BLOG

子育てと音楽活動の両立
Vol.2:木村健太郎

取材・文:Koyas

 
 子どもを授かったときに、自分の音楽活動やライフスタイルはどうなるのか? 正直、想像もつかないと思います。もうすぐ4歳になる娘を持つ私、Koyasもそのひとりでした。
 
 海外とは違い、日本の音楽業界の人はあまり家族の存在をオープンにしない印象です。しかしそれでは、子育てと音楽活動を両立するためのノウハウが蓄積されません。そこで、この連載では子持ちのアーティストや関係者に登場してもらい、どう両立しているのかを聞いていきたいと思います。
 
 今回の取材相手はマスタリングエンジニアの木村健太郎(KIMKEN)さんです。マスタリングとは、制作された音源を大量生産用にマスターを作成したり、曲間や音量・音質の調整を行ったり、最後の仕上げの工程のことをいいます。マスタリングで作業した音がそのまま世に出てしまうので、神経を使う繊細な作業です。
 
 私Koyasも何度かKIMKENさんにマスタリングをお願いしていますが、いつも素晴らしいサウンドに仕上げてくれます。子どもが出来てマスタリングの音に影響あったのか興味があったので、本拠地KIMKEN STUDIOに訪ねて、子育てやマスタリングのお話を伺いました。



クラブ世代のマスタリングエンジニアKIMKEN
 
Koyasこの記事を読んでいる方は、KIMKENさんの名前は知らないけど、電気グルーヴとか卓球さんとかも手がけているので、マスタリングした音源は聴いていると思います。僕もクラブミュージック系のマスタリングをするならKIMKENさんという定評を結構聞くんですよ。
 
KIMKEN確かにそういう年代というかクラブ世代ですね。
 

KoyasそんなKIMKENさんですが、まずは家族構成から教えてください。
 

KIMKEN5歳の男の子と5ヶ月の男の子です。長男は保育園、次男は家にいます。奥さんは以前、Woofin’って雑誌の編集をやっていた人です。今はフリーの編集で、家で仕事したり、外に取材いったり。
 

Koyasスタジオの日とオフの日の一日の流れを教えてください。
 

KIMKENスタジオの日は、朝8時くらいに起きて、9時くらいに子どもをこども園(幼稚園と保育園が併設された施設)に送って。午前中にスタジオに来て、機材の電源を入れて暖まるのを1時間くらい待って。
 

Koyas1時間!やっぱり音が違うんですか?
 

KIMKENFairchildなどは電源入れてから最低30分後に使ってくださいと説明書にも書いてあるんですよ。段々柔らかくなってくる感じですね。電源入れてすぐはちょっと硬めの音というか。マスタリングはクライアント立ち会いでやる場合と、オンラインでやる場合があって。午前中は一人で進められるオンラインのをやって、午後からお客さん来たら一緒にマスタリングしたりして、終わったらまた宿題…直しもあるし、オンラインの作業もあるし。

- [提供情報]
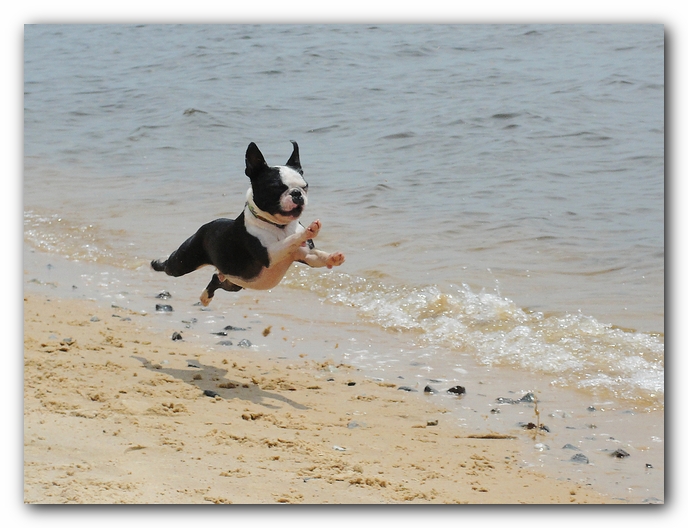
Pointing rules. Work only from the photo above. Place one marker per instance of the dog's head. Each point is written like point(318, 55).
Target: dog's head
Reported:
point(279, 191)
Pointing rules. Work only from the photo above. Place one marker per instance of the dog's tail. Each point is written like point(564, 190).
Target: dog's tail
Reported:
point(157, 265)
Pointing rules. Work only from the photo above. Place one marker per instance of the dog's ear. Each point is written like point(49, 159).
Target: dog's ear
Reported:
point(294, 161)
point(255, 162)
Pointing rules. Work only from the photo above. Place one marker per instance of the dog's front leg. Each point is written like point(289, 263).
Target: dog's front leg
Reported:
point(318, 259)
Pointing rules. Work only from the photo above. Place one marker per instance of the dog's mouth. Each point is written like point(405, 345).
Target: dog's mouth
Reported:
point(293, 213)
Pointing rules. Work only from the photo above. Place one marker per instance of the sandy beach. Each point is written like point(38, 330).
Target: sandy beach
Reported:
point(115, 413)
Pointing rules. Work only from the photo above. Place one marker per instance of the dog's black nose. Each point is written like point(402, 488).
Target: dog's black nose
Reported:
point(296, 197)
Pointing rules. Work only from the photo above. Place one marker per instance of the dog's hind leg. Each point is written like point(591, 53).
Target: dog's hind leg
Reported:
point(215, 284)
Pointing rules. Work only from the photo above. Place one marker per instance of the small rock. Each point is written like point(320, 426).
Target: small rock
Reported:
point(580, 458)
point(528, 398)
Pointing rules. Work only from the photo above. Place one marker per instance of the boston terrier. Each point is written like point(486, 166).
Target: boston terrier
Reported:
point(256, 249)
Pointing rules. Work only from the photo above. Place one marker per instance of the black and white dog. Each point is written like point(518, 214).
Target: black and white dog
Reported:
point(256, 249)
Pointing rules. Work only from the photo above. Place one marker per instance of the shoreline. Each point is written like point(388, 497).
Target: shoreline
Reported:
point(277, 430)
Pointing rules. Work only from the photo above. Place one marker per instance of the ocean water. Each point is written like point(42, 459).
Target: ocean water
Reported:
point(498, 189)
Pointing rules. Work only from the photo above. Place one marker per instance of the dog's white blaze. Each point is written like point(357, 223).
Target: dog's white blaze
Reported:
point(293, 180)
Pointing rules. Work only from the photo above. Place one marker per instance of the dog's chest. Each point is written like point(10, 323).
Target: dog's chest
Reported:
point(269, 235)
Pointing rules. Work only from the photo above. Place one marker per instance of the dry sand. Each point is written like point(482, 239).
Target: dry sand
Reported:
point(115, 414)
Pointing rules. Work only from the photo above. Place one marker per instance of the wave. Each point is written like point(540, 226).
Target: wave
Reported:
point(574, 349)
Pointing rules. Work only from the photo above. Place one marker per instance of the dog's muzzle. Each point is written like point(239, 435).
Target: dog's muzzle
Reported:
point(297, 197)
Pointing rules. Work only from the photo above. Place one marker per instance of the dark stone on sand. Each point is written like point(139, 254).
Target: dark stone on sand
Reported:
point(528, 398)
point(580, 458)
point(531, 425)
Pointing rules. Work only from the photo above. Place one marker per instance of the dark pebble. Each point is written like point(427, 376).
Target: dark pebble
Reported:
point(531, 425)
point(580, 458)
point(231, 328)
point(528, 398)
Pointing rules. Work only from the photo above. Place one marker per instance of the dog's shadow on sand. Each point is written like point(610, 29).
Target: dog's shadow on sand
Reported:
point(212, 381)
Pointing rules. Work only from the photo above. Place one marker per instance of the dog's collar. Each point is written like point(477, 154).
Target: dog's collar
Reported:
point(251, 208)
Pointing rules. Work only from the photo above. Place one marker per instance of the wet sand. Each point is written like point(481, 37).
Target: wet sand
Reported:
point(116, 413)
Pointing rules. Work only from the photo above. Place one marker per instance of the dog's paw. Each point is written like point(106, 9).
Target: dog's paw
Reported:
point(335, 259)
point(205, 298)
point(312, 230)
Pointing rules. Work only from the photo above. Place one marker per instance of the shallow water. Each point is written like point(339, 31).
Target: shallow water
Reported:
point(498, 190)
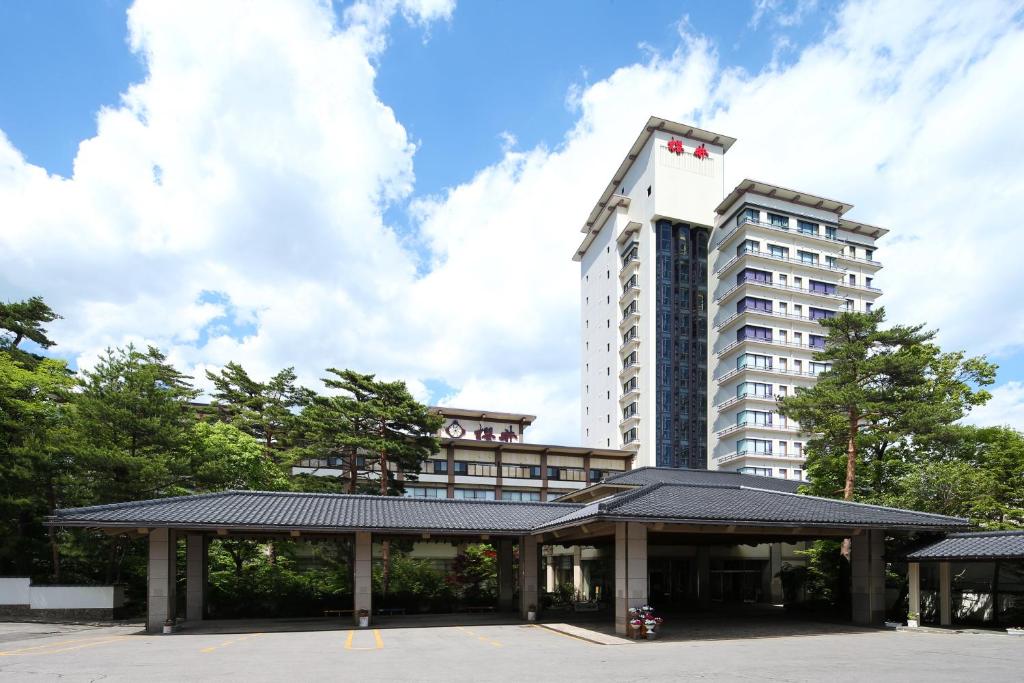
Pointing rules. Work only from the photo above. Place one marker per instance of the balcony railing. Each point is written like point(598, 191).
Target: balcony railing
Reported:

- [作業指示]
本文においてKIMKENさんが家族構成として挙げている家族全員を、本文に記された年齢または職業とともに列挙してください。 以上の項目は、本文とは別個の資料です。

- [最終回答]
・5歳の男の子(長男)
・5ヶ月の男の子(次男)
・奥さん(以前は雑誌『Woofin’』の編集者で、現在はフリーの編集者)